The request> Count the lines in the material below that contain the string "sock", treating uppercase and lowercase as different, and reply with the number alone.

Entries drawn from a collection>
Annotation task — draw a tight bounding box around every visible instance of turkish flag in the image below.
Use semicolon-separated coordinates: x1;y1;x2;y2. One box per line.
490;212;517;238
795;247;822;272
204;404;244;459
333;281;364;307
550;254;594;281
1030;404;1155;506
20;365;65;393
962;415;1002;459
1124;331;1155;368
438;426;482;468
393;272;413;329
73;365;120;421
* * *
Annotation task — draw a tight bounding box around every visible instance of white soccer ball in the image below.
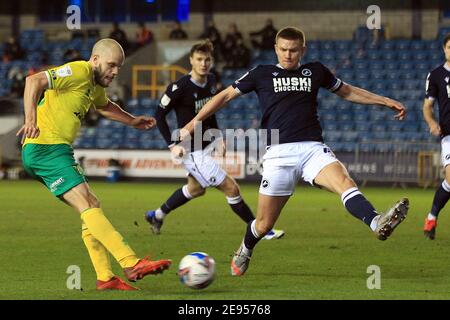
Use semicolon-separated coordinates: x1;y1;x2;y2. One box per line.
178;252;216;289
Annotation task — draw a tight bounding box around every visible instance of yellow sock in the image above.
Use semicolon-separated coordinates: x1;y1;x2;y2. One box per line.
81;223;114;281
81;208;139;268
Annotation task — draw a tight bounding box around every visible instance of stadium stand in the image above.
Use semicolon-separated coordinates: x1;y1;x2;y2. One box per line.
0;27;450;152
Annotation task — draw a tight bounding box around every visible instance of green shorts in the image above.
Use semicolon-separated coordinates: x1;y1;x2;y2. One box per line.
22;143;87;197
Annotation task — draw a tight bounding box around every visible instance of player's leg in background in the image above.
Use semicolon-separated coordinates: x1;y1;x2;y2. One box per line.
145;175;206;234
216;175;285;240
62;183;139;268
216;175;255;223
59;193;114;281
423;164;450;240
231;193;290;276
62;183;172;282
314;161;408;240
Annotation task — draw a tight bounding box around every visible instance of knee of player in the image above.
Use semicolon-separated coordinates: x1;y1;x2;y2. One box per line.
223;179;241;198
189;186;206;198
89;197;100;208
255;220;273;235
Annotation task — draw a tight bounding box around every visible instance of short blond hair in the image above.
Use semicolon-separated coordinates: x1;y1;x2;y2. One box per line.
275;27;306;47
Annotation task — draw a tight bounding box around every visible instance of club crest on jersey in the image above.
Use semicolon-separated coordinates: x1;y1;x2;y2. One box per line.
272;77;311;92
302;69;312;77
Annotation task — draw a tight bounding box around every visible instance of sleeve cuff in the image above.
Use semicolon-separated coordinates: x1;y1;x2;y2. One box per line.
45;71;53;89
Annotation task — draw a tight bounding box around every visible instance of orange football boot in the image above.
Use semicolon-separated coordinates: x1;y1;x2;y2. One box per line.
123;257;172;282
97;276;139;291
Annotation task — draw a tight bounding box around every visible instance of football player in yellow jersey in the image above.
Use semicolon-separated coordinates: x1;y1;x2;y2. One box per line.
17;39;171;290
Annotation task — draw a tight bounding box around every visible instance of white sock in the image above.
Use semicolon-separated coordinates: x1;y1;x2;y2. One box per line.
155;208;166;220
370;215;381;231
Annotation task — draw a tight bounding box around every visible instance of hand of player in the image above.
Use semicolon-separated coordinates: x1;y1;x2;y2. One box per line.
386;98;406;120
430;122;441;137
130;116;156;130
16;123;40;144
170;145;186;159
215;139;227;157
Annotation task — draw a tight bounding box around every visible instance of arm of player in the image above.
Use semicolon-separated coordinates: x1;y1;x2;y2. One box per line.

Output for this exercise> 2